# Set exercise
Copy out word for word the part of the records below that opens with the line containing "the purple blouse" and closes with the line containing "136 123 203 131", both lines included, and nothing else.

-=-=-

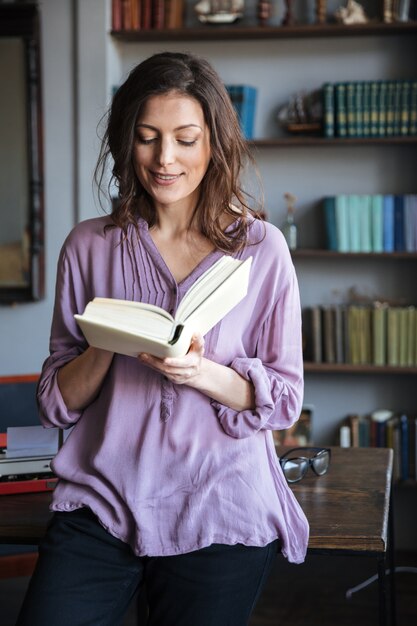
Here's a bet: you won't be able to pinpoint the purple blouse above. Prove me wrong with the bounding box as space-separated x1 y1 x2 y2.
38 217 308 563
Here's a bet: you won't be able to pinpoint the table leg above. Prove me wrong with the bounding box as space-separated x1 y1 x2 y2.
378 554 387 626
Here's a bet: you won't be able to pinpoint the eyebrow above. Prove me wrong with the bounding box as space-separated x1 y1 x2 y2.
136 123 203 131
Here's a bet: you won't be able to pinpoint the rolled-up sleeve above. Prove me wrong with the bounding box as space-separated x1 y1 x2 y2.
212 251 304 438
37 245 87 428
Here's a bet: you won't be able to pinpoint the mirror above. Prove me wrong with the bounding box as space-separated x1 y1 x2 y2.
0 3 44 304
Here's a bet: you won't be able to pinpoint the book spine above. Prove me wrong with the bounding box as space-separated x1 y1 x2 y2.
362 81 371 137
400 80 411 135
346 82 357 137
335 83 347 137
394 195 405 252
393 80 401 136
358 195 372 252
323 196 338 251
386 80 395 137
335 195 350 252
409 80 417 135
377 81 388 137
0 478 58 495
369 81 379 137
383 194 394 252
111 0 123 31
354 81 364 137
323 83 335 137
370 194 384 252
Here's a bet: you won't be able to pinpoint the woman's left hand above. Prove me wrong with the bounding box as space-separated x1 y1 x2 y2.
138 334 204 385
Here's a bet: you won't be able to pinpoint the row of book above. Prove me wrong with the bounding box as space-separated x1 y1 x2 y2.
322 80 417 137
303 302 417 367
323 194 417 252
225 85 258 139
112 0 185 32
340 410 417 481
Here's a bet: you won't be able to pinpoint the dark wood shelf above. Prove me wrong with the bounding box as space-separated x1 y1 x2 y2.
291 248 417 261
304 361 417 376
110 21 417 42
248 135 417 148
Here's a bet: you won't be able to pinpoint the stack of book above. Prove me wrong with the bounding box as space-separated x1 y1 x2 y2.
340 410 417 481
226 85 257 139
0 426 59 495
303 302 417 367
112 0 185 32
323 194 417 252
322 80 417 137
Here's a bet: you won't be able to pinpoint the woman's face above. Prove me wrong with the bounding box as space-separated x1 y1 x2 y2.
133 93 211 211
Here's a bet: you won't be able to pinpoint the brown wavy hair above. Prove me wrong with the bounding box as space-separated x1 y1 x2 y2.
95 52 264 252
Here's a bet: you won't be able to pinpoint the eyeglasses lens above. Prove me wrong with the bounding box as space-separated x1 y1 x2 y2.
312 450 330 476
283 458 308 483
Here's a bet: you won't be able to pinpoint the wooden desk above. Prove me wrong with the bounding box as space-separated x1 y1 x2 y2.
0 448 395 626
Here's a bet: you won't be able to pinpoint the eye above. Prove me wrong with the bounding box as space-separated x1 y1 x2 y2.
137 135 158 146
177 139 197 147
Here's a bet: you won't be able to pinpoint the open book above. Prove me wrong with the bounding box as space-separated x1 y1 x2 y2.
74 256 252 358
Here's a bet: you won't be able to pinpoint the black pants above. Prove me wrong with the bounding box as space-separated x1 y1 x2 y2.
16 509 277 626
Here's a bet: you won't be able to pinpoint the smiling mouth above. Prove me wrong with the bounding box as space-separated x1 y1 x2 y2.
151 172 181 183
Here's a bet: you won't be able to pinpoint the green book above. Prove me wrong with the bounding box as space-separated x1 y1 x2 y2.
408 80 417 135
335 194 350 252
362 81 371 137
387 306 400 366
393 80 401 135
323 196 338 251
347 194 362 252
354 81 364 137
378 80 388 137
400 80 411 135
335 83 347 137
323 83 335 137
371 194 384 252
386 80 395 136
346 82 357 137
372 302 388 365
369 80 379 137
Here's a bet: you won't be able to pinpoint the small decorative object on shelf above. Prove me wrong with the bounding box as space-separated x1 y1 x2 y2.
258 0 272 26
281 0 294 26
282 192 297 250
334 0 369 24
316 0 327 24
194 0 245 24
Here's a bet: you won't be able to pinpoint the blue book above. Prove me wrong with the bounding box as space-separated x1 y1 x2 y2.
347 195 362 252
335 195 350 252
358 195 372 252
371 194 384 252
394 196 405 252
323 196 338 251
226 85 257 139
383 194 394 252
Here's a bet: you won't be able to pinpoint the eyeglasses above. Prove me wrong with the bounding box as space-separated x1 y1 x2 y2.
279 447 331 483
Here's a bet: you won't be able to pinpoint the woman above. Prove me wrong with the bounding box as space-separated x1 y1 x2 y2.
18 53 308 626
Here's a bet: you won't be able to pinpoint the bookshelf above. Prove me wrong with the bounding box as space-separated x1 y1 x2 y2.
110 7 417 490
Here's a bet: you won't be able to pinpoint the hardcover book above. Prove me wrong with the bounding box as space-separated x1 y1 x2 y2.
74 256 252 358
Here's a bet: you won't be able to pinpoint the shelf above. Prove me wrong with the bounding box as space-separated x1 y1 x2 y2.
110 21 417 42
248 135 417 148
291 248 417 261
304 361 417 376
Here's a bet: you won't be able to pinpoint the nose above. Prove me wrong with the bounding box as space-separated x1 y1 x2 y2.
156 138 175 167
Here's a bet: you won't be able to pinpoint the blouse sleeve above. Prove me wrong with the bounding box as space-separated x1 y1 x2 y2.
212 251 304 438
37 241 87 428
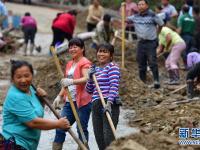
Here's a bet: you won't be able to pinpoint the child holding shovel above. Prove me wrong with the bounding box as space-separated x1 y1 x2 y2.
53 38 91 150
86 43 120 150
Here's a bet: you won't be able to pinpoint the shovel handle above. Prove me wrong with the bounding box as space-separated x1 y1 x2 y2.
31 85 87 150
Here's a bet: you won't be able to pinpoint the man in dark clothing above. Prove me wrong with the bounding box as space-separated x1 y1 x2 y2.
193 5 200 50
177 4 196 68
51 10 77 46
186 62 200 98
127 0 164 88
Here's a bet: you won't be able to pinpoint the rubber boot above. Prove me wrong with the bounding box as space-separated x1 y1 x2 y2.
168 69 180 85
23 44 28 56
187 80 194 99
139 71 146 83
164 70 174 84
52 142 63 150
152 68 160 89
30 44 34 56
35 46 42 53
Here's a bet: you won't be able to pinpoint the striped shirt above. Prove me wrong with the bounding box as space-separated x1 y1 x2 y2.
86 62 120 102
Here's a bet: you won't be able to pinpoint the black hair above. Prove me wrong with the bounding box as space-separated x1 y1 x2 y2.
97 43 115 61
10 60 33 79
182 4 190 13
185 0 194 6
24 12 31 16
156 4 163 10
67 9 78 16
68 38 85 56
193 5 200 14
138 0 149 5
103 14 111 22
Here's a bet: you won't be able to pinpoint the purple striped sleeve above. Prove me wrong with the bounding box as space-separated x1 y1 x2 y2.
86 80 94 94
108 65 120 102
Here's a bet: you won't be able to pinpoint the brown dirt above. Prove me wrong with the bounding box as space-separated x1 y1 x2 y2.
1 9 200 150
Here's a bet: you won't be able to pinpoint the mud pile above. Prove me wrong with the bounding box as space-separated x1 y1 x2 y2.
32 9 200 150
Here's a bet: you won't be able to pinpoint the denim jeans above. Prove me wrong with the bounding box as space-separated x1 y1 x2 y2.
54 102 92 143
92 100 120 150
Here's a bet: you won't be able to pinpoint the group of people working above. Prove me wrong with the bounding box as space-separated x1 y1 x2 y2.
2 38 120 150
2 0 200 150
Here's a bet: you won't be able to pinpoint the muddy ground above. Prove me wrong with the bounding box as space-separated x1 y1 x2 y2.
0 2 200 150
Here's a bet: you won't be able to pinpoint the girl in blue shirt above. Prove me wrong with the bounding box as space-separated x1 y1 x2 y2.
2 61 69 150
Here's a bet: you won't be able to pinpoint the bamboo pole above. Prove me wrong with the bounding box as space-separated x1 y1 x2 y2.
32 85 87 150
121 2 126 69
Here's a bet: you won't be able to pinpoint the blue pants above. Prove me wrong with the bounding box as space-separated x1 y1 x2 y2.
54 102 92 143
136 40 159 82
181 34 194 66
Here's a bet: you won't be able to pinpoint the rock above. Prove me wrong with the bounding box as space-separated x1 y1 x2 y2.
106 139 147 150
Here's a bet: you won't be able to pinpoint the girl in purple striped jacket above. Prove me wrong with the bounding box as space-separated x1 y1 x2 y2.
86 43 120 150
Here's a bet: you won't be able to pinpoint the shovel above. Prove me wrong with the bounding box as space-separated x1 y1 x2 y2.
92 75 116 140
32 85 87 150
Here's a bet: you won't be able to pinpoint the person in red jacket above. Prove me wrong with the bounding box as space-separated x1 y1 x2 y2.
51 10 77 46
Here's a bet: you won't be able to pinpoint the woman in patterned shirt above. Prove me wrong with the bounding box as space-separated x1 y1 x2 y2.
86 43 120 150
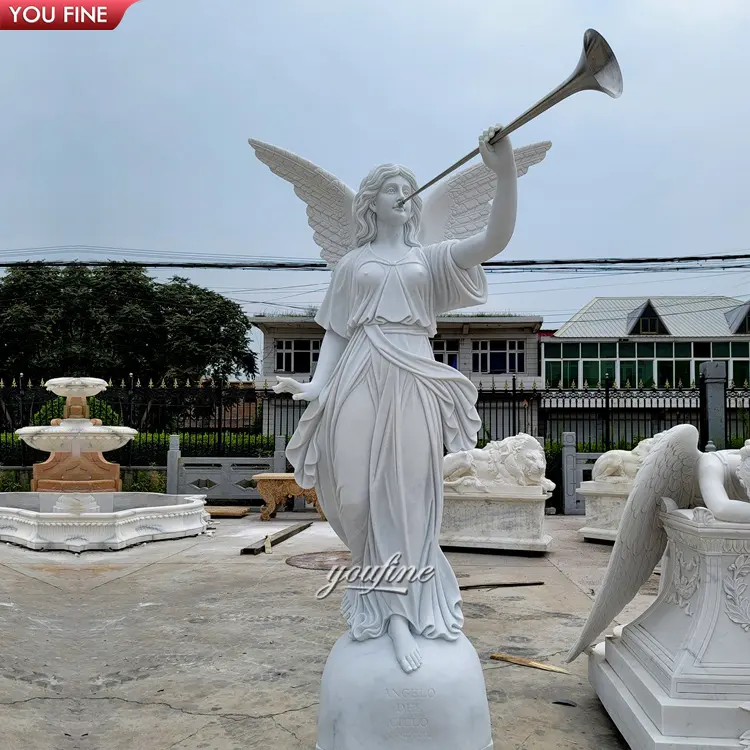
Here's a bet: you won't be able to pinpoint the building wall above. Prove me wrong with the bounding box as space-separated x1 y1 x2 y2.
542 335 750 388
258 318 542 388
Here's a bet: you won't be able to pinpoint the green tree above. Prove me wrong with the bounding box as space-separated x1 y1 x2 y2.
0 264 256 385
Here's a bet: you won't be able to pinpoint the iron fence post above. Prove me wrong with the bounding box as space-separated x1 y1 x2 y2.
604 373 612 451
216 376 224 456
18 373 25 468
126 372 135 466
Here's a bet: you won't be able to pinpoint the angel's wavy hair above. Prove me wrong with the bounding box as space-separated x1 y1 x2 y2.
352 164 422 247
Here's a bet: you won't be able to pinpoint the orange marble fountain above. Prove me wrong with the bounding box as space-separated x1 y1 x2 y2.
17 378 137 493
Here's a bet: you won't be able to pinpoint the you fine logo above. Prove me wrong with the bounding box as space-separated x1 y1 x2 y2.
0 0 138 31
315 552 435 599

-=-=-

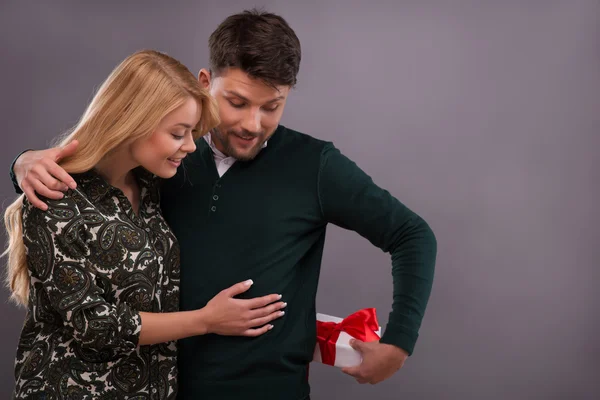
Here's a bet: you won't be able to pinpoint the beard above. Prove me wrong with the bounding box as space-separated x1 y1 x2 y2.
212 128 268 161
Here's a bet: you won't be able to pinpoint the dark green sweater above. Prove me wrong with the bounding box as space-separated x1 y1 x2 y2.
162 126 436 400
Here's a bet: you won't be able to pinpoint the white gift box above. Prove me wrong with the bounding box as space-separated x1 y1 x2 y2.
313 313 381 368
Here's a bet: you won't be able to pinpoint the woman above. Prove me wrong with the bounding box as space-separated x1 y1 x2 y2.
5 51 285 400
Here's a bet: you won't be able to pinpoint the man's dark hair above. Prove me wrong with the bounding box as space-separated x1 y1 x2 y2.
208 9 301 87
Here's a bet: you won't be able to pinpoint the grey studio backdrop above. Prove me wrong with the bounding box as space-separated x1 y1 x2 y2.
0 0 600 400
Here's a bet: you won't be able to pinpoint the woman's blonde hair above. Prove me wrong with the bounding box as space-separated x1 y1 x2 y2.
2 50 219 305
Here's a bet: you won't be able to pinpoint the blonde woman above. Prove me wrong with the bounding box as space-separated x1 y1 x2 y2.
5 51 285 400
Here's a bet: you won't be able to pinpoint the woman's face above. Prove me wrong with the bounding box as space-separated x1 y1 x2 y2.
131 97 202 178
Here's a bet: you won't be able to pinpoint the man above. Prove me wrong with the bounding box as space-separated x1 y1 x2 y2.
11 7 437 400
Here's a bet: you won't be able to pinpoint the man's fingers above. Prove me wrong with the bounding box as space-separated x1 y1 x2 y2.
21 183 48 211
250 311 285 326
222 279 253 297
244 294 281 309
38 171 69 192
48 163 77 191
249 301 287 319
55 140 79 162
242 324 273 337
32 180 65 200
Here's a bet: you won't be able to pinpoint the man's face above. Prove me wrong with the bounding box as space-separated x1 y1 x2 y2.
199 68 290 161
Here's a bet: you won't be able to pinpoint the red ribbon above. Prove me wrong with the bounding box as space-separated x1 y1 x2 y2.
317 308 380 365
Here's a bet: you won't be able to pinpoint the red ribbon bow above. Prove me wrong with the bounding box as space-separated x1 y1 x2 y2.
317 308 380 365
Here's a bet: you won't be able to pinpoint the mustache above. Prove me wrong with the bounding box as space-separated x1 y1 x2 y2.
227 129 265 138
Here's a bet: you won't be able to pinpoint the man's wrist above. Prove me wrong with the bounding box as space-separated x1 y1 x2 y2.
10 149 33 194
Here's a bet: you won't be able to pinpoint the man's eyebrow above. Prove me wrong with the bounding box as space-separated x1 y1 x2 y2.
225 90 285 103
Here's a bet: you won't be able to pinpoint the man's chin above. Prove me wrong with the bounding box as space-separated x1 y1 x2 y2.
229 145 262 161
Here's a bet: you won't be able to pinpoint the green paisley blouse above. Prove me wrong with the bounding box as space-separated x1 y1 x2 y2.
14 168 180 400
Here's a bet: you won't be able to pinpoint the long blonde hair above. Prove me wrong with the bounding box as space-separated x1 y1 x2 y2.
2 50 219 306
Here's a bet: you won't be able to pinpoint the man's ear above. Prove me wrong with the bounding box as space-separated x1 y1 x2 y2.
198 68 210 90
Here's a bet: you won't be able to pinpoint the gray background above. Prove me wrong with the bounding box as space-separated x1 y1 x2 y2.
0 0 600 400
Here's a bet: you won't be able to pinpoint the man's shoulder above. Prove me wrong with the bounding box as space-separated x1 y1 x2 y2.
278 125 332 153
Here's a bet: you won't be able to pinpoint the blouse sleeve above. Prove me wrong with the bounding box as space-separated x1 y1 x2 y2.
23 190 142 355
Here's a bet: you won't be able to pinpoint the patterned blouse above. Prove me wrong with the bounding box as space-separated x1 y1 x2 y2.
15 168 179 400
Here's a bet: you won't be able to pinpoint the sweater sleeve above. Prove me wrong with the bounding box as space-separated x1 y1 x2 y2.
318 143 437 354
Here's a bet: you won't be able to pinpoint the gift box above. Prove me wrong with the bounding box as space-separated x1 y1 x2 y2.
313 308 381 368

-=-=-

# Task solution
Here's a bet: you won't be able to pinpoint the purple blouse above. Prove me wrong with the bounding box as space-separated x1 y1 x2 y2.
38 217 308 563
Here's a bet: you won't be able to pinpoint the table leg above. Prove me wrong with the bounding box as space-separated x1 y1 x2 y2.
378 554 387 626
Here's a bet: you won't be able to pinpoint the eyebrow above. Prove me wrong with the bounding box as space-separated x1 y1 x2 y2.
136 123 203 131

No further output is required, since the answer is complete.